Input material ::
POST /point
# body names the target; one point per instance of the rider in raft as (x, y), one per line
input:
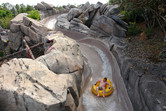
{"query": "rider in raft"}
(102, 86)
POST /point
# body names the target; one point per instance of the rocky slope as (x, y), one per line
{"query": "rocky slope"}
(97, 20)
(46, 9)
(49, 83)
(146, 90)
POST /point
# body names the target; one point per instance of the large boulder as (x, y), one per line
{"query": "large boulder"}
(65, 57)
(85, 6)
(28, 85)
(18, 18)
(14, 27)
(113, 10)
(40, 28)
(108, 27)
(74, 13)
(67, 50)
(40, 6)
(24, 29)
(48, 6)
(77, 25)
(15, 40)
(62, 21)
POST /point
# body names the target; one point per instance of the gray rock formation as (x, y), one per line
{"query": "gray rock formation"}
(46, 9)
(78, 26)
(28, 85)
(22, 26)
(107, 26)
(146, 91)
(73, 13)
(15, 40)
(97, 20)
(65, 57)
(62, 21)
(113, 10)
(18, 19)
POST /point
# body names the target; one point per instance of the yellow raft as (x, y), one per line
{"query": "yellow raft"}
(108, 90)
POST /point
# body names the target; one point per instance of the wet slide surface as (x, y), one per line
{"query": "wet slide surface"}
(100, 63)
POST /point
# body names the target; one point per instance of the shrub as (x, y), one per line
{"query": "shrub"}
(34, 14)
(1, 53)
(59, 7)
(112, 1)
(149, 31)
(4, 22)
(133, 29)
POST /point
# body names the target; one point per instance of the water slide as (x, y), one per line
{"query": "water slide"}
(99, 63)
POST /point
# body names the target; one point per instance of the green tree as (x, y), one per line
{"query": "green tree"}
(29, 8)
(22, 8)
(17, 8)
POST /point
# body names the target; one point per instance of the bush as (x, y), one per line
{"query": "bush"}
(133, 29)
(149, 31)
(58, 7)
(34, 14)
(112, 1)
(1, 53)
(4, 22)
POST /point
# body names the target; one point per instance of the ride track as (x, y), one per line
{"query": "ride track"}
(99, 63)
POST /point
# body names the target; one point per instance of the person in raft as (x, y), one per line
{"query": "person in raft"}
(102, 86)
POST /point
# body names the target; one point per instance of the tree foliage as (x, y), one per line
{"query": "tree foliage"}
(34, 14)
(153, 12)
(8, 11)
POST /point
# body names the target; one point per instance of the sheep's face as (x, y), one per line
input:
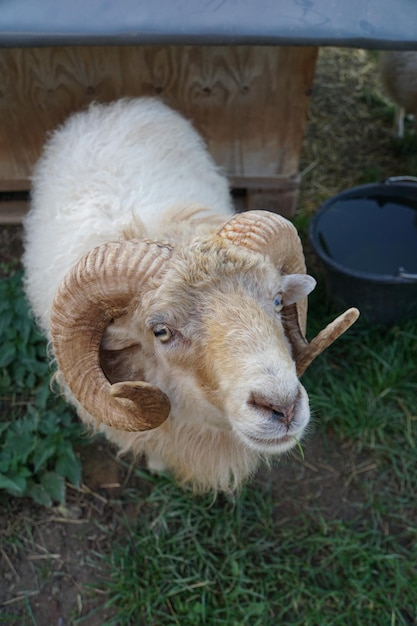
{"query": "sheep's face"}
(211, 338)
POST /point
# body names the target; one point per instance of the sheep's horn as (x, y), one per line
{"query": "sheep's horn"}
(325, 338)
(273, 235)
(99, 288)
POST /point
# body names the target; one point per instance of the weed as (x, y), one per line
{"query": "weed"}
(37, 430)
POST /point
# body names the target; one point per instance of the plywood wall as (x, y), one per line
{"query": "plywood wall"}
(250, 102)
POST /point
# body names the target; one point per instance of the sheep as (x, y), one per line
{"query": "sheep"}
(398, 70)
(177, 326)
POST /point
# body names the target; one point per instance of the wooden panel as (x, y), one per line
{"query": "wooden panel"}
(250, 102)
(13, 211)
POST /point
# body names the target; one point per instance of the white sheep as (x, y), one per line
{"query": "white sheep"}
(177, 327)
(398, 69)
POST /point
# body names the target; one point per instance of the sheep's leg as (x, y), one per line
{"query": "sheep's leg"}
(399, 122)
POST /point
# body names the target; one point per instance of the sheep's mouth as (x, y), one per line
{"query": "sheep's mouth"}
(273, 445)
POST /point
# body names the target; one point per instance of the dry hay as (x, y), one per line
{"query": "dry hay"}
(349, 139)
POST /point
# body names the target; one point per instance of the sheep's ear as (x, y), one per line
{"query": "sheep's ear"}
(295, 287)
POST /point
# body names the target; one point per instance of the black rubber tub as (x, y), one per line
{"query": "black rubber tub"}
(366, 238)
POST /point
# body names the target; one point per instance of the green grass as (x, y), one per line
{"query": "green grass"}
(192, 562)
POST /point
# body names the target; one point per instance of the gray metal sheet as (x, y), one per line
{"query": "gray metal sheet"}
(374, 24)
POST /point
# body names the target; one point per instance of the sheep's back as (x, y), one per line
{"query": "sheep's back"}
(103, 170)
(399, 76)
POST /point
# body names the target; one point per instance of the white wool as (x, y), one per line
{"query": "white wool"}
(136, 169)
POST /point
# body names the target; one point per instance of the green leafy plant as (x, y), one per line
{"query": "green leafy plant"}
(37, 430)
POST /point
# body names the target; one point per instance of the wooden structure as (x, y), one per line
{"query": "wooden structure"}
(249, 102)
(241, 71)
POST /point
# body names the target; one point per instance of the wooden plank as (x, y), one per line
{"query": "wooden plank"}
(13, 211)
(249, 102)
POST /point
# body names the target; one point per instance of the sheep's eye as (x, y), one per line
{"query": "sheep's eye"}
(162, 332)
(278, 304)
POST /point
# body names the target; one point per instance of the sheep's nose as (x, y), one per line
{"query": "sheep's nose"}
(283, 413)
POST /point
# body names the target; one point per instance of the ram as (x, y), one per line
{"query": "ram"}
(398, 70)
(178, 328)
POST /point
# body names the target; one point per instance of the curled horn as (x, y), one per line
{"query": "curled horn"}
(98, 289)
(273, 235)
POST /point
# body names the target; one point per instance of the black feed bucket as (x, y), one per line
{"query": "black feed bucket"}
(366, 238)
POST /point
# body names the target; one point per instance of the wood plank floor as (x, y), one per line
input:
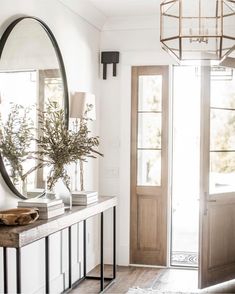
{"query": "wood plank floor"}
(162, 280)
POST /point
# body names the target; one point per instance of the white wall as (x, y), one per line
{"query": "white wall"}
(137, 39)
(79, 44)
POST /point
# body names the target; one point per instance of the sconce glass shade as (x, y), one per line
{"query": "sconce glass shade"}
(78, 105)
(198, 29)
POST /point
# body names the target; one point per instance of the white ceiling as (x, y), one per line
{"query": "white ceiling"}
(112, 8)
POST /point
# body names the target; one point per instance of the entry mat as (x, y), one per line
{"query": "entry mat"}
(184, 258)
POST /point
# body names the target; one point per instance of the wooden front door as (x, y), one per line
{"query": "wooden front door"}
(217, 209)
(149, 165)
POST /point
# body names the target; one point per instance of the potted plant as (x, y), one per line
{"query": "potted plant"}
(58, 146)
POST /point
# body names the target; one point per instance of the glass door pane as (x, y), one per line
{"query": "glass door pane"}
(222, 135)
(149, 130)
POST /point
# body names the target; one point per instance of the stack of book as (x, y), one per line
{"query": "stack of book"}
(48, 208)
(84, 197)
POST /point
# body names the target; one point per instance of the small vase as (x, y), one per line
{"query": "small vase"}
(67, 200)
(23, 187)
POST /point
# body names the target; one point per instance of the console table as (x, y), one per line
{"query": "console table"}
(20, 236)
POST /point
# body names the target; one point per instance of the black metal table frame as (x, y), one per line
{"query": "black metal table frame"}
(102, 279)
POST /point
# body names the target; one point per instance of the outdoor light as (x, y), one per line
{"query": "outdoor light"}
(198, 29)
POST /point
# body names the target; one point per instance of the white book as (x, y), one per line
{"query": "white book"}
(46, 209)
(84, 202)
(50, 214)
(85, 194)
(84, 198)
(39, 202)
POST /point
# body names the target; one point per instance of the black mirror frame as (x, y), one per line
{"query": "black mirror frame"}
(49, 33)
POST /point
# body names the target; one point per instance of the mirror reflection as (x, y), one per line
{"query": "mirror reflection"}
(30, 76)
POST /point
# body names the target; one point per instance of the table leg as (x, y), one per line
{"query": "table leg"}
(5, 271)
(18, 270)
(70, 256)
(47, 264)
(114, 243)
(102, 251)
(84, 248)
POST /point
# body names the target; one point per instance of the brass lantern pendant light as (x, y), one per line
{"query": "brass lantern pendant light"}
(198, 29)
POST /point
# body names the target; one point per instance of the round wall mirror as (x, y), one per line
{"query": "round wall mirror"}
(31, 74)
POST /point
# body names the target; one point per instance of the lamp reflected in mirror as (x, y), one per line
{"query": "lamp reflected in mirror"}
(82, 106)
(31, 74)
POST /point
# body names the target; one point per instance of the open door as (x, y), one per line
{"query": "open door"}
(217, 185)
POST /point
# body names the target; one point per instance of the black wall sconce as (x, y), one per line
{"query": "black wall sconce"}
(109, 57)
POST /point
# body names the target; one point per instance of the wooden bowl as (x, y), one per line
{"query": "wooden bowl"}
(18, 216)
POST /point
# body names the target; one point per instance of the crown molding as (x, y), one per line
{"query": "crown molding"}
(87, 11)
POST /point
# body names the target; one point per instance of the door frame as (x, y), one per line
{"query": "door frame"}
(151, 70)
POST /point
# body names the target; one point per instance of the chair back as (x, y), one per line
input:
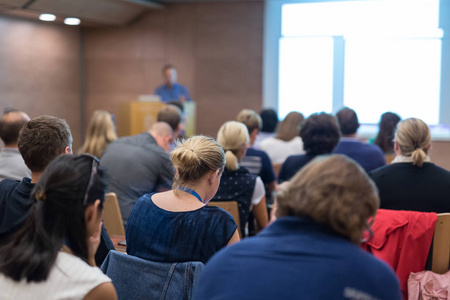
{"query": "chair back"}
(229, 206)
(112, 218)
(137, 278)
(441, 245)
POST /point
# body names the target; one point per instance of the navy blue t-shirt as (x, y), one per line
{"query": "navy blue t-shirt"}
(296, 258)
(159, 235)
(369, 156)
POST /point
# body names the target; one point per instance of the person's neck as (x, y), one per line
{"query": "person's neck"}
(35, 176)
(11, 146)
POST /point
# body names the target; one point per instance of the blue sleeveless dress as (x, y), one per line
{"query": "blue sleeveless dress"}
(159, 235)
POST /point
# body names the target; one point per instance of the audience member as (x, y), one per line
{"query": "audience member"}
(177, 226)
(100, 133)
(287, 141)
(412, 181)
(385, 137)
(52, 255)
(269, 119)
(171, 90)
(172, 115)
(12, 165)
(139, 164)
(257, 161)
(40, 141)
(312, 250)
(237, 183)
(369, 156)
(320, 134)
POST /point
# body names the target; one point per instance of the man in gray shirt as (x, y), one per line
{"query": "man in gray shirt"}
(12, 165)
(139, 164)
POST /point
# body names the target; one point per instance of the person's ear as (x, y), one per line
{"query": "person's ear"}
(213, 176)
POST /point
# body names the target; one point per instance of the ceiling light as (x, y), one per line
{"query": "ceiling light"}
(47, 17)
(72, 21)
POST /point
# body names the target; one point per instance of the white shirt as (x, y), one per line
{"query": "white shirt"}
(70, 279)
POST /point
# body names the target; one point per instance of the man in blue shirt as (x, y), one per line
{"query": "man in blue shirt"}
(257, 161)
(312, 250)
(171, 90)
(369, 156)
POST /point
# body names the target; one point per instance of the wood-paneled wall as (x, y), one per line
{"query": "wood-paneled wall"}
(39, 70)
(216, 47)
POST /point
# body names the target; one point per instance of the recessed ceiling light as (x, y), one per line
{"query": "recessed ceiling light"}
(47, 17)
(72, 21)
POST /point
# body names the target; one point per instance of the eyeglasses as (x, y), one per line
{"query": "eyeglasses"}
(94, 168)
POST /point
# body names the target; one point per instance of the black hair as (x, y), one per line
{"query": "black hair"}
(348, 121)
(57, 218)
(385, 137)
(269, 119)
(320, 134)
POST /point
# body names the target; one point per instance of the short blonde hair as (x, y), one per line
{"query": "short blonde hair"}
(413, 138)
(332, 190)
(250, 119)
(100, 133)
(195, 157)
(233, 137)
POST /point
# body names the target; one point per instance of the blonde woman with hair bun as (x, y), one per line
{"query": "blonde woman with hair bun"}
(237, 183)
(177, 225)
(99, 134)
(412, 181)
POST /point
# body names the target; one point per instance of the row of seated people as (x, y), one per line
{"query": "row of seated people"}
(176, 213)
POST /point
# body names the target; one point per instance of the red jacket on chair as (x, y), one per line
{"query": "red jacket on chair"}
(402, 239)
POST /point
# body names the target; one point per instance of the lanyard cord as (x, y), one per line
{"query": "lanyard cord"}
(189, 191)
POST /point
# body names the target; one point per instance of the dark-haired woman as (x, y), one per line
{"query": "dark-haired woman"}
(320, 134)
(412, 181)
(52, 255)
(385, 137)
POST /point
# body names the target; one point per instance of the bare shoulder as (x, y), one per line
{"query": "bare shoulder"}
(104, 291)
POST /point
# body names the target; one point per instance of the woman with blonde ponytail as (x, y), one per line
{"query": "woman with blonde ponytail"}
(412, 181)
(177, 225)
(238, 184)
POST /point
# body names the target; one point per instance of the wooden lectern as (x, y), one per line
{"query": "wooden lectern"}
(138, 116)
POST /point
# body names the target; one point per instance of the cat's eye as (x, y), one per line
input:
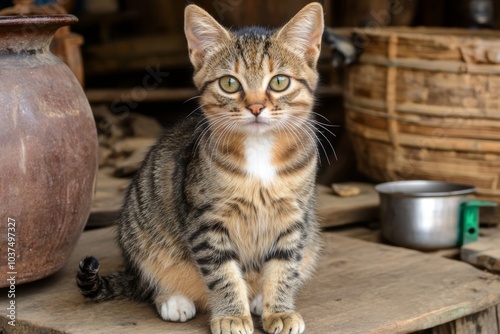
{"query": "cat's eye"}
(229, 84)
(279, 83)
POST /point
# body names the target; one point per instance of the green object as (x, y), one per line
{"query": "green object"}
(469, 220)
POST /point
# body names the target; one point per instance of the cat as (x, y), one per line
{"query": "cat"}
(221, 215)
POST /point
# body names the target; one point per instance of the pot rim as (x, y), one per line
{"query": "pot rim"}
(38, 20)
(423, 188)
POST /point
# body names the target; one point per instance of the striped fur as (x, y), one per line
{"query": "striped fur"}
(221, 216)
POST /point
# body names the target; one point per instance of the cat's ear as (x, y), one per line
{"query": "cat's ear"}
(203, 33)
(304, 32)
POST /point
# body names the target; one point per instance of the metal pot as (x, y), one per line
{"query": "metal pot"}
(423, 215)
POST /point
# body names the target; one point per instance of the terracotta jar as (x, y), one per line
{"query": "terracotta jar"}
(48, 145)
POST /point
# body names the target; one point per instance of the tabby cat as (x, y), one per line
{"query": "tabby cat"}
(221, 215)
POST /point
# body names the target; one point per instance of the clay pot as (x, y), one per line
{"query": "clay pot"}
(48, 145)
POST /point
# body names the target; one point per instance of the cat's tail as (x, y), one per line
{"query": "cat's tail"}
(120, 285)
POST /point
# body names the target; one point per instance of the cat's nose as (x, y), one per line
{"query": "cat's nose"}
(256, 108)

Work instructions :: Gather every line from the entries above that contains the string "frame", treating uppercase and lowercase as different.

Correct output ::
# body names the target; one point per instance of the black metal table frame as (x, y), one per line
{"query": "black metal table frame"}
# body names the target; one point per instance of the black mirror frame as (x, y), one per line
{"query": "black mirror frame"}
# body names the target; one point per instance of the door frame as (x, y), one per line
{"query": "door frame"}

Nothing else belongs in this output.